▶ [Text section]
The most recent issue of Scientific American (a Cosmology feature issue) has got me thinking about a great many questions involving the origin of the universe, and what we now know about it. You see, until fairly recently, scientists thought that we were getting pretty close to understanding the dynamics of how the universe came about, and that refinements of the details would allow us to predict the fate of the universe. Unfortunately, a lot of unexpected variations have shown up in recent data, which none of the current theories would have predicted, or can completely explain. This has taken many bright people by surprise, but it doesn't really surprise me. You see, I believe that the scientific community is badly fragmented, and also has its hands tied, to some extent. Scientists are not able to solve some riddles, but this may be because they are using the wrong tools, or taking the wrong approach to the problem, rather than lacking cleverness.

I feel that this phenomenon is caused, in part, by mainstream Science's insistence on a singular explanation, or theory, which explains everything in a particular field. This is due, to some degree, by the narrow categorization required to obtain funding for research projects. It reminds me of the story of Nasruddin, when he is seeking his keys where the light is better, and not where he lost them. In some ways, it is similar to the Music business, where there are established formats (Jazz, Classical, Rock, etc.), and any new music must be put on one of the shelves, in order to be sold. Unless some new work is so exceptional that it has a broad following, and seems to be indicative of a movement toward a new style, there is little chance of it being heard by the larger community. Sometimes major artists are able to innovate, and to foster new stylistic variations, but even this is rare. Therefore, most successful artists innovate only slightly, and play in a popular style.

In a similar way, scientists have been forced to adhere to a set of guidelines which restricts their purview, often adversely, in terms of the search for real solutions to fundamental problems. I don't remember an exact quote, but Einstein was known to say he believed that the universe is reasonably simple to understand, but a certain irreducible complexity exists, and people are unreasonably simplistic. Even in everyday life, there is seldom only one factor which is the cause of a given circumstance, and it is just as seldom that people choose a particular course of action on the basis of one fact alone, yet we are continually asked for the reason why we have done something, as if there were only a single factor involved. Some people will even ask you to tell them the "real" reason, once you have cited all of the contributory factors. I think that reality is a bit more complex, but simple enough to understand, once you figure in that complexity. Scientists are having a problem reconciling Relativity and Quantum Mechanics, and I think that part of the difficulty involves the fact that these two pillars are but two of at least six fundamental sciences required to fully explain the reality we inhabit, in terms of accounting for all the known data, and allowing reasonable predictability of future discoveries.

▶ [Brief A] In the essay on science and the origin of the universe, what story does the writer say mainstream science's approach brings to mind?
The text and the listing are unrelated to each other.

▶ [Data supplied]
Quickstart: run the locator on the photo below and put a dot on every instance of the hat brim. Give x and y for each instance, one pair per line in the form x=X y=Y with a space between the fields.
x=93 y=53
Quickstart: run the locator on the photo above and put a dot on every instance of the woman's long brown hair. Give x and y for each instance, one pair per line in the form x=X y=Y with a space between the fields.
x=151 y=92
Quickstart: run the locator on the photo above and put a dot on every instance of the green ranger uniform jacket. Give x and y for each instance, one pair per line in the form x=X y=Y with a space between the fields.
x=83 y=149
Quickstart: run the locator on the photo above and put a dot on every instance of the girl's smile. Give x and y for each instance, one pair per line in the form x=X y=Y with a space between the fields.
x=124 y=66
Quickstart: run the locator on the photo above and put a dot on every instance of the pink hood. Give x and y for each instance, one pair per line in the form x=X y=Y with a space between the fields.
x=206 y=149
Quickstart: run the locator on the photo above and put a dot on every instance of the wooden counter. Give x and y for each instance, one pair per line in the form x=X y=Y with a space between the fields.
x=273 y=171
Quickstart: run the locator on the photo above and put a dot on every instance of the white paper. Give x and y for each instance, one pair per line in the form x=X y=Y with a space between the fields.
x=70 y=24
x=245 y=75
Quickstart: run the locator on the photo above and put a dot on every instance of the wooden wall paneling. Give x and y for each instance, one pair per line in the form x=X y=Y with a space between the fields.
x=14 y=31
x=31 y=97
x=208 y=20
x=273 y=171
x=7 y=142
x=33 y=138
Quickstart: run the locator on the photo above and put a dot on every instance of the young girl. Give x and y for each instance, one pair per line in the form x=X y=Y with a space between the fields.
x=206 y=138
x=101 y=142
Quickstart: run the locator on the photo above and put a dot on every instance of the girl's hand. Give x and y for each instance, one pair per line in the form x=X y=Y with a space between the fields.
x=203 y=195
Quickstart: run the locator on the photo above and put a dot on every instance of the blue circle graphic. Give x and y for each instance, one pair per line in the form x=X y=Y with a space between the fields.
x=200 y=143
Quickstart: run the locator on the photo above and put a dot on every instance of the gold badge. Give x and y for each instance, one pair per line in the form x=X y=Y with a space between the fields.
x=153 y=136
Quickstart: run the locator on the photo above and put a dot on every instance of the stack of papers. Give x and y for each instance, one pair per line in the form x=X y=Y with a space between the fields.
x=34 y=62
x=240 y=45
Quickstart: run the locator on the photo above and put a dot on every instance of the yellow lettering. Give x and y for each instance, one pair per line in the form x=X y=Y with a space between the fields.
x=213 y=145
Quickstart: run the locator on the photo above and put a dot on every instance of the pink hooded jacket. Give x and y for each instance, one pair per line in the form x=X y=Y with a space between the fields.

▶ [Brief B] From the listing, copy the lines starting at the one that contains "of the green" and ending at the one that contains "x=206 y=149", including both.

▶ [Expected output A] The story of Nasruddin, who looks for his keys where the light is better rather than where he lost them.

▶ [Expected output B]
Quickstart: run the locator on the photo above and put a dot on every instance of the green ranger uniform jacket. Give x and y for each instance, one pair per line in the form x=X y=Y with a space between the fields.
x=83 y=149
Quickstart: run the locator on the photo above and put a dot on every instance of the girl's smile. Give x and y for each instance, one pair per line in the form x=X y=Y with a space between the fields.
x=124 y=66
Quickstart: run the locator on the photo above and put a dot on every instance of the pink hood. Give x and y for each instance, one pair per line in the form x=X y=Y with a space between the fields.
x=206 y=149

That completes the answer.